- [选定文本]:

··········

这篇文章快速演示如何使用 js-search, nodejieba(结巴)来在 Electron 中实现中文搜索。
它快速,实时,比你见过的任何一种搜索都快,快到爆浆。
| tech | version |
|---|---|
| electron | 30.0.6 |
| nodejieba | 2.6.0 |
| js-search | 2.0.1 |
本文将带你解决在中国大陆使用 npm 镜像及 nodejieba 可能遇到的一系列问题:
- npmmirror 中的 nodejieba 包不存在或无法下载
- nodejieba 无人维护,不支持在 win11 及 vs studio 2022 版本运行
- nodejieba 不支持 typescript
添加依赖
npm i js-search
npm i nodejieba@2.6.0 --save-optional --ignore-scripts
为什么 nodejieba 要采取这种方式?因为 nodejieba 是用 c++ 编写,而它的社区已经不活跃了。它的编译脚本会失败。我们需要跳过它的脚本,自己编译。
你需要安装 vs studio 2022,并勾选使用 c++ 桌面开发 。
或者使用下面的 powershell 命令,仅安装需要的组件:
Invoke-WebRequest -Uri 'https://aka.ms/vs/17/release/vs_BuildTools.exe' -OutFile "$env:TEMPvs_BuildTools.exe"
& "$env:TEMPvs_BuildTools.exe" --passive --wait --add Microsoft.VisualStudio.Workload.VCTools --includeRecommended
修复 nodejieba
nodejieba 不支持 c++ 17 标准,而修改方法很简单。
你只需要在它编译之前,将 github.com/yanyiwu/limonp 中的 StringUtil_latest.hpp 替换到 nodejieba 即可。
这是一个样例。

··········

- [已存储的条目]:
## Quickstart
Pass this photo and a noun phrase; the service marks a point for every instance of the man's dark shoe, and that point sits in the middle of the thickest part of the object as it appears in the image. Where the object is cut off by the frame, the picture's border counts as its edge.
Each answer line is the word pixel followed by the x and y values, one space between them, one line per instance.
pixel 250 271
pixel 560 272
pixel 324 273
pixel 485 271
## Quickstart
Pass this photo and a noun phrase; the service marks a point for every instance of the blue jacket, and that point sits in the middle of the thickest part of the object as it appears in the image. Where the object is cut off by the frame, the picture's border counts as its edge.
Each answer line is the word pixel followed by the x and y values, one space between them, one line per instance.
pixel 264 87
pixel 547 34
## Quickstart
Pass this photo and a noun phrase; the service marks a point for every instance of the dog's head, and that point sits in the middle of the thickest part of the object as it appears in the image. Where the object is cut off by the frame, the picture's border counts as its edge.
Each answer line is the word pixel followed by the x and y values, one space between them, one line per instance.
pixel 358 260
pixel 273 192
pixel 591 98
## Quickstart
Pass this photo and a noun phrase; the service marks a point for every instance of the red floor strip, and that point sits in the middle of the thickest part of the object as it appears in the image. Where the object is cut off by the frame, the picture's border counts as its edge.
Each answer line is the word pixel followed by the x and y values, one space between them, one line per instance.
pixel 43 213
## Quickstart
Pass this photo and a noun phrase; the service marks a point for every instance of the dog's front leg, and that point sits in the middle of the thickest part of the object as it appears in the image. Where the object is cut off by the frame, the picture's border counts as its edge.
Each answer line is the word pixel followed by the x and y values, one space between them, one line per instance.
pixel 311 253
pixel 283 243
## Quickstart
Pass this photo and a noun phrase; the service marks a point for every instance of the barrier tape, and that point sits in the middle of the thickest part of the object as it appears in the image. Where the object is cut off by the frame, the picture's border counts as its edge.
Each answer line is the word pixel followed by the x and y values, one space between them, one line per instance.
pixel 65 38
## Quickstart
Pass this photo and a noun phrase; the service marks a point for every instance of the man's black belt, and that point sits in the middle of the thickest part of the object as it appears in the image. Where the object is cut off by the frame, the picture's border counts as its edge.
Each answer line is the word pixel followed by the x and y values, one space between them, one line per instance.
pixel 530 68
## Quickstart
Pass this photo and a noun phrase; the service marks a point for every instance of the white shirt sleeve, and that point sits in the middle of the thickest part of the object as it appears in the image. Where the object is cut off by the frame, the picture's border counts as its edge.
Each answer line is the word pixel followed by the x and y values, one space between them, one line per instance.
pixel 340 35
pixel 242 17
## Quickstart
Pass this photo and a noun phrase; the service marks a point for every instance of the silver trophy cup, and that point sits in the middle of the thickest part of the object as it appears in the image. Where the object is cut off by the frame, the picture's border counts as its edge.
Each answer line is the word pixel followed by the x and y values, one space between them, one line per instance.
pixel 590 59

··········

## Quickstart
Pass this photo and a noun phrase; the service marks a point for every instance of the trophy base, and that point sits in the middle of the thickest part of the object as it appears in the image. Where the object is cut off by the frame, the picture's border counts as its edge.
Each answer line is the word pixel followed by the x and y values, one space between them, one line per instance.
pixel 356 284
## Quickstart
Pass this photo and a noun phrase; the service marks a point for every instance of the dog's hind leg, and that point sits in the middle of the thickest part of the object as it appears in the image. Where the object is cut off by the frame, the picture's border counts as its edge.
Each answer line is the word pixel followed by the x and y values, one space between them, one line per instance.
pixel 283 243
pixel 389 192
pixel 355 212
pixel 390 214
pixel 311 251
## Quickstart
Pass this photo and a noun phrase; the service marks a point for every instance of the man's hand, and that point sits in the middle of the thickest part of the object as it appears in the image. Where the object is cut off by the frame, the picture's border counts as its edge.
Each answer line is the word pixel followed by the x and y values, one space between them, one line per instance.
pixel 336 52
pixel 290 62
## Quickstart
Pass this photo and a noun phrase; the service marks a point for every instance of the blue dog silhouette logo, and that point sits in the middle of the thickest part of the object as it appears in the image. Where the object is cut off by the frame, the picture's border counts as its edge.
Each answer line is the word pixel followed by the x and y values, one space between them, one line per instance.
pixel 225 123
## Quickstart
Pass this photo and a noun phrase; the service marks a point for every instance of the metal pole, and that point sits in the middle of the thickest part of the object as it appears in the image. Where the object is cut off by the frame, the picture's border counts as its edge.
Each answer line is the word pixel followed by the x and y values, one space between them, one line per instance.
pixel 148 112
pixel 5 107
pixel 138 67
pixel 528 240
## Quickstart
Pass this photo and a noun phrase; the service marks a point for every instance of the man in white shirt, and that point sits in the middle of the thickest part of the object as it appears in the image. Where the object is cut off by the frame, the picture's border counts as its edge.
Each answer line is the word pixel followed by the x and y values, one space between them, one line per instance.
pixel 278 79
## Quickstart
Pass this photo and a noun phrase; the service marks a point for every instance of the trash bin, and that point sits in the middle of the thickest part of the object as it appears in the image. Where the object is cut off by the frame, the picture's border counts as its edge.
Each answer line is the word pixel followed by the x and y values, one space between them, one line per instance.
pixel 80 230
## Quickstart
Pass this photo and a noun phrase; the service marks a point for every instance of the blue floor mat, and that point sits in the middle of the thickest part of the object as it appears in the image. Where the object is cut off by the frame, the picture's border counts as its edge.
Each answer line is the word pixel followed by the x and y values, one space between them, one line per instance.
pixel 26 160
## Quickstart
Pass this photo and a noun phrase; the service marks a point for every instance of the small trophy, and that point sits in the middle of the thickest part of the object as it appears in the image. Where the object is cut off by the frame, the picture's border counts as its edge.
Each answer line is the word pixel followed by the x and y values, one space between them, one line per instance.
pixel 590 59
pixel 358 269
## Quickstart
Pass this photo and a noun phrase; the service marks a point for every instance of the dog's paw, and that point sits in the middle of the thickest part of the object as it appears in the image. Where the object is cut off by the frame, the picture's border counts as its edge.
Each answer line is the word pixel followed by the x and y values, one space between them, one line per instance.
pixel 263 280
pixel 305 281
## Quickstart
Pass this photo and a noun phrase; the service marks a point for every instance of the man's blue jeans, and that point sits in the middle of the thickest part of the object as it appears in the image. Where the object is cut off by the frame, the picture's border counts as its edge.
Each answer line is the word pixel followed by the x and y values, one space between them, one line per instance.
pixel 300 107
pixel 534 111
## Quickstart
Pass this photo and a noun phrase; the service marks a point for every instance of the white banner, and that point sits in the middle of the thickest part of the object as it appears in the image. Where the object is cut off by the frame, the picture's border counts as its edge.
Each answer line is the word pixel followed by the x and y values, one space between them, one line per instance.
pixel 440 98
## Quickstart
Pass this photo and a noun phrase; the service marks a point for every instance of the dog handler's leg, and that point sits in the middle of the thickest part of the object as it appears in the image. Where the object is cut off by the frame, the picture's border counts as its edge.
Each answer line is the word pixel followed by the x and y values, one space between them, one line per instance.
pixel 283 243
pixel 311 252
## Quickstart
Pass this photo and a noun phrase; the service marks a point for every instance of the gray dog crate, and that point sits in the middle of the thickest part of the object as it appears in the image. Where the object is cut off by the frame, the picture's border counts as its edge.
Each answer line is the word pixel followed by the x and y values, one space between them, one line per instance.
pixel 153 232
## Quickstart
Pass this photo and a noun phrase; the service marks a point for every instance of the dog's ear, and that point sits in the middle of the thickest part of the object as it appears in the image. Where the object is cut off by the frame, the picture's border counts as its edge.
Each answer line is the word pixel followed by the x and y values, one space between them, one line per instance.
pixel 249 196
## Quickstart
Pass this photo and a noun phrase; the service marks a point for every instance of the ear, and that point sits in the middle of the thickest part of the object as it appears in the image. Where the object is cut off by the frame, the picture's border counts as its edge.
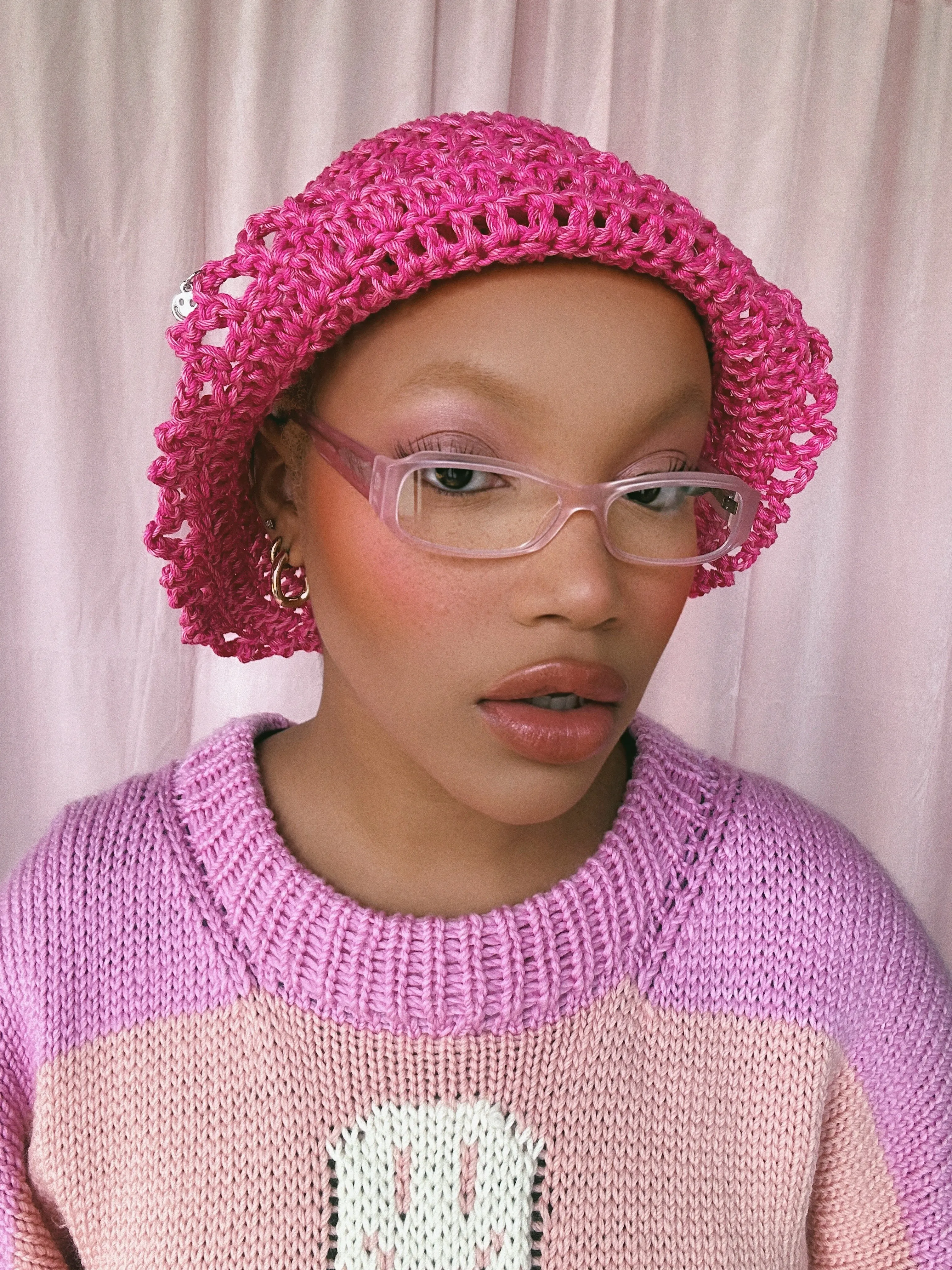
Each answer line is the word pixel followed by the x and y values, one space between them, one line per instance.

··········

- [书面任务]: 把上文那篇讲 Electron 中文搜索的文章里从“它快速,实时,比你见过的任何一种搜索都快,快到爆浆。”起到“是用 c++ 编写,而它的社区已经不活跃了。它的编译脚本会失败。我们需要跳过它的脚本,自己编译。”止的这一段一字不改地照抄下来。

- [完成练习]:
它快速,实时,比你见过的任何一种搜索都快,快到爆浆。
| tech | version |
|---|---|
| electron | 30.0.6 |
| nodejieba | 2.6.0 |
| js-search | 2.0.1 |
本文将带你解决在中国大陆使用 npm 镜像及 nodejieba 可能遇到的一系列问题:
- npmmirror 中的 nodejieba 包不存在或无法下载
- nodejieba 无人维护,不支持在 win11 及 vs studio 2022 版本运行
- nodejieba 不支持 typescript
添加依赖
npm i js-search
npm i nodejieba@2.6.0 --save-optional --ignore-scripts
为什么 nodejieba 要采取这种方式?因为 nodejieba 是用 c++ 编写,而它的社区已经不活跃了。它的编译脚本会失败。我们需要跳过它的脚本,自己编译。